**Goals**
1. Answer these questions about the dialogue about jeans:
(a) What was the speaker shopping for when she got the jeans?
(b) Which store does she name?
(c) Where is she going that is cold?
2. Please carry the dialogue about jeans forward from its last line.

**Text**
===============
Thursday, November 12, 2009

TIM TALKS ME THROUGH MY FIRST PAIR OF JEANS IN (POSSIBLY) YEARS.

TIM: What's that humming sound?

ME: Me. I'm humming.

TIM: Oh! I thought it was an appliance gone awry.

ME: Thanks. I'm fine. Yourself?

TIM: What are you so relatively content about? That's when you typically hum.

ME: Relatively content? What happened to "happy"? A girl can't be "happy" anymore?

TIM: It's charming that you still refer to yourself as a "girl". And the answer to your question, as far as you personally, is "not so much". You, Deborah, are a "relative"-type of person. You continually weigh balances, ponder circumstances, look at various sides of the issues. So, what may be "happy" to one person is "relatively content" on you. So. Spill. What are you relatively content about.

ME: Fine. Look at my legs.

TIM: OH! They're covered in denim!

ME: Bingo. New pair of jeans, buddy. I broke down and bought them.

TIM: No no no Deborah. You couldn't have done this on your own. Someone helped you. Those jeans fit.

ME: Hey!

TIM: What I mean is, you've never been able to purchase a pair of jeans that actually fit your body. You don't exactly have jean-friendly curves. So...what's the rest of the story. And remember, if you're not forthcoming, I'll know it....

ME: Fine! I was shopping for leggings.

TIM: Oh Deborah. Haven't we had this conversation before. Puhleese. Edit edit edit.

ME: I need something warm to cover my legs when I go to Ohio. It's cold there.

TIM: You're whining. Continue.

ME: Anyway, the manager of the store...

TIM: A woman's store?

ME: Charlotte Russe.

TIM: Oh, thank goodness....I thought you went to Epidemic or something.

ME: Nice.

TIM: Go on.
===============
[Dataset excerpt]

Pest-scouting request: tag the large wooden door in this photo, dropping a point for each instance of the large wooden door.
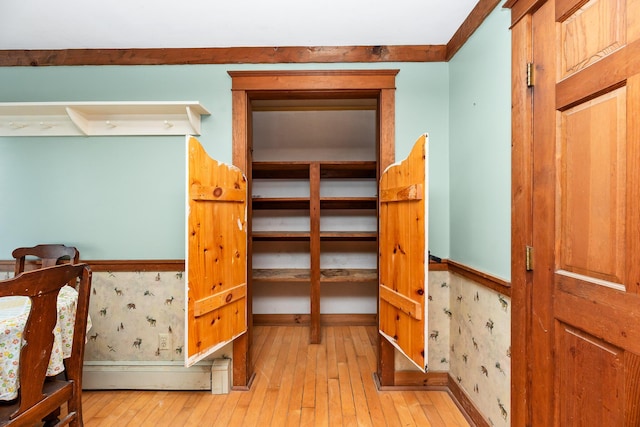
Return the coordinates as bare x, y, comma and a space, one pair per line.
216, 254
404, 258
585, 312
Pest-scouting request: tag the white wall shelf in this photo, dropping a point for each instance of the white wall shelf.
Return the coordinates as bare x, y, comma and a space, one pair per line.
100, 118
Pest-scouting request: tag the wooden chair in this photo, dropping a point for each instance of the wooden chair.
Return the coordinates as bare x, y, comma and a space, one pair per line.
48, 254
38, 398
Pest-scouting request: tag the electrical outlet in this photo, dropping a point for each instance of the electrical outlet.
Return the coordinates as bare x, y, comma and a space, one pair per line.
164, 341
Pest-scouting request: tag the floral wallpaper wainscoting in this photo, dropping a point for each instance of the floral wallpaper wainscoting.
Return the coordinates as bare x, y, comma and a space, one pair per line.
481, 347
129, 310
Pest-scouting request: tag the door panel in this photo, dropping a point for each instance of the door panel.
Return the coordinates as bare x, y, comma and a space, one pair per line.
591, 193
585, 327
216, 254
404, 259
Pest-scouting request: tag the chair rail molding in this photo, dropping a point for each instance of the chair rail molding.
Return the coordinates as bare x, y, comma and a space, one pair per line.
101, 118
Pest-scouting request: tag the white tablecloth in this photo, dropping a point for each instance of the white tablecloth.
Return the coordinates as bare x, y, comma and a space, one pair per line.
13, 318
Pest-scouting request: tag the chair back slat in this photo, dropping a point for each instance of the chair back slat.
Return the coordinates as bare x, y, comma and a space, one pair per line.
42, 286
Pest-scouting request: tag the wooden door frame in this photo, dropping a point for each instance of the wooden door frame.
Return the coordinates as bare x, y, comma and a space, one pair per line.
248, 85
521, 206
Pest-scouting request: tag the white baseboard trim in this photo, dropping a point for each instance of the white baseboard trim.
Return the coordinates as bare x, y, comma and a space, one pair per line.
134, 375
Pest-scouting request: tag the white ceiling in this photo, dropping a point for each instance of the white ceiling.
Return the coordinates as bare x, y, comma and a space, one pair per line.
70, 24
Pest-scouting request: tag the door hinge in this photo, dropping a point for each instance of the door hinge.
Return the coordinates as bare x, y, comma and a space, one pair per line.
528, 258
529, 74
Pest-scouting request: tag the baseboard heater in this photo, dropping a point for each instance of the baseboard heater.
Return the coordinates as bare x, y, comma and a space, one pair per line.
167, 375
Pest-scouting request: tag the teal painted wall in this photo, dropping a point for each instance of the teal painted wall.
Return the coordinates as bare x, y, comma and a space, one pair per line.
123, 197
480, 148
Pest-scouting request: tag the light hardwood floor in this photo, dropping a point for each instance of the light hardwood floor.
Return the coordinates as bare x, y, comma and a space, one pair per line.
296, 384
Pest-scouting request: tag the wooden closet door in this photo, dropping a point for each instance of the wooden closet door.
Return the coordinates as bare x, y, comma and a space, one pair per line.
585, 318
404, 258
216, 254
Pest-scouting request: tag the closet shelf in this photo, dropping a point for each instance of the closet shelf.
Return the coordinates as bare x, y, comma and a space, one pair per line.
291, 236
100, 118
348, 202
304, 275
280, 203
325, 202
304, 236
300, 169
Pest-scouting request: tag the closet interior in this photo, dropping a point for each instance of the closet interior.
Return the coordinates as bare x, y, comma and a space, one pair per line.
313, 226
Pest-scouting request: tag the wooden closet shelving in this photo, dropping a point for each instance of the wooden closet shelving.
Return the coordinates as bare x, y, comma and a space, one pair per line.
316, 173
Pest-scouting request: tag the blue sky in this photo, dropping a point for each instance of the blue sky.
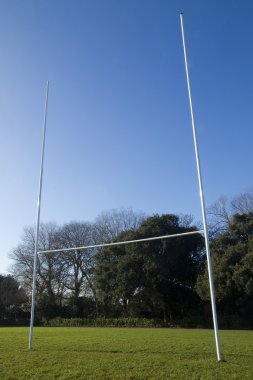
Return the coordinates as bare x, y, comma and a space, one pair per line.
119, 132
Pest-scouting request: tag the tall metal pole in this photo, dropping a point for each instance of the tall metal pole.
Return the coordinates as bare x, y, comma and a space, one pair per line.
38, 221
202, 200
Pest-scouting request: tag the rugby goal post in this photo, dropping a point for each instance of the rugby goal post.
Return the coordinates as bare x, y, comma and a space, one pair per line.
203, 209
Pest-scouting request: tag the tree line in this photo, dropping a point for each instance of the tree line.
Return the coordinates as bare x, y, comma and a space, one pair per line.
163, 279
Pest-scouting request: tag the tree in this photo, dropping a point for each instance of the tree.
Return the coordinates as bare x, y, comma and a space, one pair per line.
158, 275
12, 296
232, 255
222, 211
78, 263
109, 224
50, 271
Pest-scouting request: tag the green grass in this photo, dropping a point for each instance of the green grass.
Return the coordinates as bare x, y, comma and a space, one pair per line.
114, 353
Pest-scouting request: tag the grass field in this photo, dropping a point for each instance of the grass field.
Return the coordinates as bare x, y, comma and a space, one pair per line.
114, 353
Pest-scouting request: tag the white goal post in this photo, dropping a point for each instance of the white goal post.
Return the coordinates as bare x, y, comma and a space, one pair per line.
203, 209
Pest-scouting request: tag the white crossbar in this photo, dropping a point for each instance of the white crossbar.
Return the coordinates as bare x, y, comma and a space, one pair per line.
123, 242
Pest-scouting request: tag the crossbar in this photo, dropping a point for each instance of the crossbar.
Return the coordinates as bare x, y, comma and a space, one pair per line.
123, 242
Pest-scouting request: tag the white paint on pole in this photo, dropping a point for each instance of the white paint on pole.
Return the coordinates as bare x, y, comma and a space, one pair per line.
209, 261
38, 221
123, 242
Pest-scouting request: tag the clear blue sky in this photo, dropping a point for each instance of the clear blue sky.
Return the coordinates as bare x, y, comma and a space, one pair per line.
119, 132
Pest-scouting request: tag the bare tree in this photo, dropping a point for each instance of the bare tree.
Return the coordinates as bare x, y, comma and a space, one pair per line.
243, 203
50, 272
79, 263
220, 213
109, 224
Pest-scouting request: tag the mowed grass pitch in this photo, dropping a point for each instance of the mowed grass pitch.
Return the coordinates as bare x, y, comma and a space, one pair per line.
123, 353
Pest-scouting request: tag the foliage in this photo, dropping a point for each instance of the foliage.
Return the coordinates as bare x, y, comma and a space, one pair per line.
152, 278
232, 255
12, 299
115, 353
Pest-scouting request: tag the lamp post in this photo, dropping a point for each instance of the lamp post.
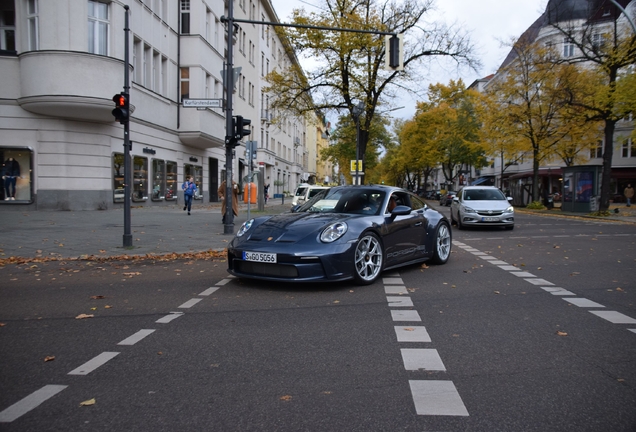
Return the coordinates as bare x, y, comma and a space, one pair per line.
357, 111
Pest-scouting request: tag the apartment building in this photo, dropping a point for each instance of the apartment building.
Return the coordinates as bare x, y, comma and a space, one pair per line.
62, 61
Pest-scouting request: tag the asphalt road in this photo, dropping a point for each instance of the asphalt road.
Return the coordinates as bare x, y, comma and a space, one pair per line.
520, 331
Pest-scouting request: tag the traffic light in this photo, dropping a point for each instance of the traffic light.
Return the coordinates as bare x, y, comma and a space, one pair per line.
122, 105
394, 56
241, 127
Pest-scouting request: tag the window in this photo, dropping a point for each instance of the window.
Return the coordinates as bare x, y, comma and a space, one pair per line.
32, 24
185, 83
16, 168
140, 179
185, 16
7, 27
158, 180
197, 173
568, 47
597, 152
97, 27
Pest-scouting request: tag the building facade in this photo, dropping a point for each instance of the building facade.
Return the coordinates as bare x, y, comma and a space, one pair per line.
62, 61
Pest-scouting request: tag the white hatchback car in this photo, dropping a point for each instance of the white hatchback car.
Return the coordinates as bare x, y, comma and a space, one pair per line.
482, 206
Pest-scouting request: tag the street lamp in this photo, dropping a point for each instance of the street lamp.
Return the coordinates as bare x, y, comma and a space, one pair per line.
357, 111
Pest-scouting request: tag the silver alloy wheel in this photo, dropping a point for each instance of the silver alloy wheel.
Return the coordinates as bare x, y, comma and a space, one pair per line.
368, 259
442, 244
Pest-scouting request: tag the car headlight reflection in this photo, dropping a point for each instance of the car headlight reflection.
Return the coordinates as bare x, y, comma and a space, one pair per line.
333, 232
245, 227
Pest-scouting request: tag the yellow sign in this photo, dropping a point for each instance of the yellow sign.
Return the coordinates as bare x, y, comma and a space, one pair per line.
353, 166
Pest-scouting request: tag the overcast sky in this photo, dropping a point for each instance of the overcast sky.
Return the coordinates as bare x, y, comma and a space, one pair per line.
488, 21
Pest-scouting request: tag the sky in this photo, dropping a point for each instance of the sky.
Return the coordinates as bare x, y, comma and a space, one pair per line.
487, 21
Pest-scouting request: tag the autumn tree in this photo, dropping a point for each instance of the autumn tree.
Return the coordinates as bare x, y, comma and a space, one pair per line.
350, 67
445, 130
607, 42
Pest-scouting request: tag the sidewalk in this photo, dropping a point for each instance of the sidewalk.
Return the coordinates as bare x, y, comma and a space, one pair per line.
155, 230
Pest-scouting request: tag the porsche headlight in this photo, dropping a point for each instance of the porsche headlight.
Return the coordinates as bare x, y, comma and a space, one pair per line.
333, 232
245, 227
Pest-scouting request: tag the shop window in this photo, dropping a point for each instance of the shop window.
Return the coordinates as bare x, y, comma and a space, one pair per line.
197, 174
16, 175
171, 180
140, 178
158, 180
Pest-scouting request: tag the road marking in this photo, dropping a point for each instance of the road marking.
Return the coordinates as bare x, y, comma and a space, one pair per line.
437, 398
614, 317
395, 289
425, 359
189, 303
209, 291
405, 316
93, 364
412, 334
168, 318
131, 340
30, 402
399, 301
582, 302
557, 291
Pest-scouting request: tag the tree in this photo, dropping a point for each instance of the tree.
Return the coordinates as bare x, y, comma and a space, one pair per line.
535, 96
609, 44
445, 130
351, 65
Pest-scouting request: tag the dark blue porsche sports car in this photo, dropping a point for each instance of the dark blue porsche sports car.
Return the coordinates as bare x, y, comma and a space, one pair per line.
346, 232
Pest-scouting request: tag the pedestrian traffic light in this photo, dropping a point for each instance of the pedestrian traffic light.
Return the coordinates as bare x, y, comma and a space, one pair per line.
121, 111
241, 127
394, 56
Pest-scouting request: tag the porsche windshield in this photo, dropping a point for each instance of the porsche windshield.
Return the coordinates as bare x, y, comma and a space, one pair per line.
346, 200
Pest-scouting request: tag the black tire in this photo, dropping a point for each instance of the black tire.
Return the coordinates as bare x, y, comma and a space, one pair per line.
368, 259
442, 244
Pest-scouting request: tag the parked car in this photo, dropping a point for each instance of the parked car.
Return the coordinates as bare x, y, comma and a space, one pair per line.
308, 193
446, 198
482, 206
344, 233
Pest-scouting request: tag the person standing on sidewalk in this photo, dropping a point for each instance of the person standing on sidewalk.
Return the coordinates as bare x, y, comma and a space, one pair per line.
629, 194
189, 187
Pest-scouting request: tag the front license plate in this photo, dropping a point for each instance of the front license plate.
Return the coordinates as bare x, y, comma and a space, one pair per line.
259, 257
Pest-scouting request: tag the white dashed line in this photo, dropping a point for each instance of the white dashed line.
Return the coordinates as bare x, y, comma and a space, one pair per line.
131, 340
93, 364
189, 303
405, 316
412, 334
422, 359
437, 398
30, 402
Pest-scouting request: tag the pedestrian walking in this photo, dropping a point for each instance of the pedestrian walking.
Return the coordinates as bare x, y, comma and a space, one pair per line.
189, 187
221, 193
629, 194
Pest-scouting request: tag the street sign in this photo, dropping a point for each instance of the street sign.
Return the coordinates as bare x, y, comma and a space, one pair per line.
203, 103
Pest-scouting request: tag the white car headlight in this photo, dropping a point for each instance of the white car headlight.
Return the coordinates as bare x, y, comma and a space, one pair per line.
333, 232
245, 227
===============
**Answer list**
1.
(a) Leggings
(b) Charlotte Russe
(c) Ohio

2.
ME: Anyway, the manager asked if she could get me some jeans. I explained my difficulty in sizing them to me and she accepted it as a challenge. She reminded me of my niece, Tiffany, so I had an immediate comfort level with her. She took me to the jeans section and explained all the different styles and things. She said, "just go to the dressing room and I'll bring some back". I agreed and this is what we came up with. You likey?

TIM: They're fine. Nothing can fix that gluteus minimus, but you've worked around it. Are they comfortable?

ME: Well, they're cut a little low so when I sit down they dip a little lower in the back than I would like. I think girls wear thongs with these things. And at the end of the day, sometimes I can slip them off without unbuttoning them.

TIM: Maybe because they're designed for young girls who haven't given birth yet and are waiting to be asked on their first date.

ME: Hey, I was just excited to find jeans that fit me. Hence, my humming but I think that's over for now.

TIM: *sigh* Fine. Next time bring a more critical eye to your purchase and wear a long, layering tee with these. Turn around. hmmmmm. Did you get a pair that you can dress up a bit? Maybe wear with some heels?

ME: Yes. Yes I did.

TIM: Okay. Use the accessory wall thoughtfully.

ME: Tim. I don't have an accessory wall.

TIM: You will. You'll be in Ohio. Don't get me started on your sister's and mother's eye for fashion. I can't wait!

ME: Which means I'll be hearing from you more in the near future?

TIM: Are you kidding. I wouldn't miss this trip for the world!

ME: Lucky me!

TIM: The drama alone is going to be the entertainment factor. The fashion and artistry is just the bonus! Pack those jeans, we'll take care of the rest of you when you get to the Midwest. Holla!

ME: Holla Tim.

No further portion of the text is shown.